Required work:
In the records below, some lines hold the word "answer". Copy each of those lines.

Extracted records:
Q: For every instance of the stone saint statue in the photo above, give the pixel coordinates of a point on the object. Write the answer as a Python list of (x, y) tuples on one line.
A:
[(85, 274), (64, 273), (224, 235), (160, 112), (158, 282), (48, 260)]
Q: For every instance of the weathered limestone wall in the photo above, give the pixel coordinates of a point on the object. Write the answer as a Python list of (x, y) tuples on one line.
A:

Solution:
Q: For every instance of the stone saint statue in the photo above, give the pixel coordinates of a point on the object. Write the answer as a Python list of (x, y) tuples on one line.
Q: For every instance of the weathered limestone wall in the photo above, give the pixel coordinates of a point on the object. Write the answer as a Python list of (x, y) tuples on one line.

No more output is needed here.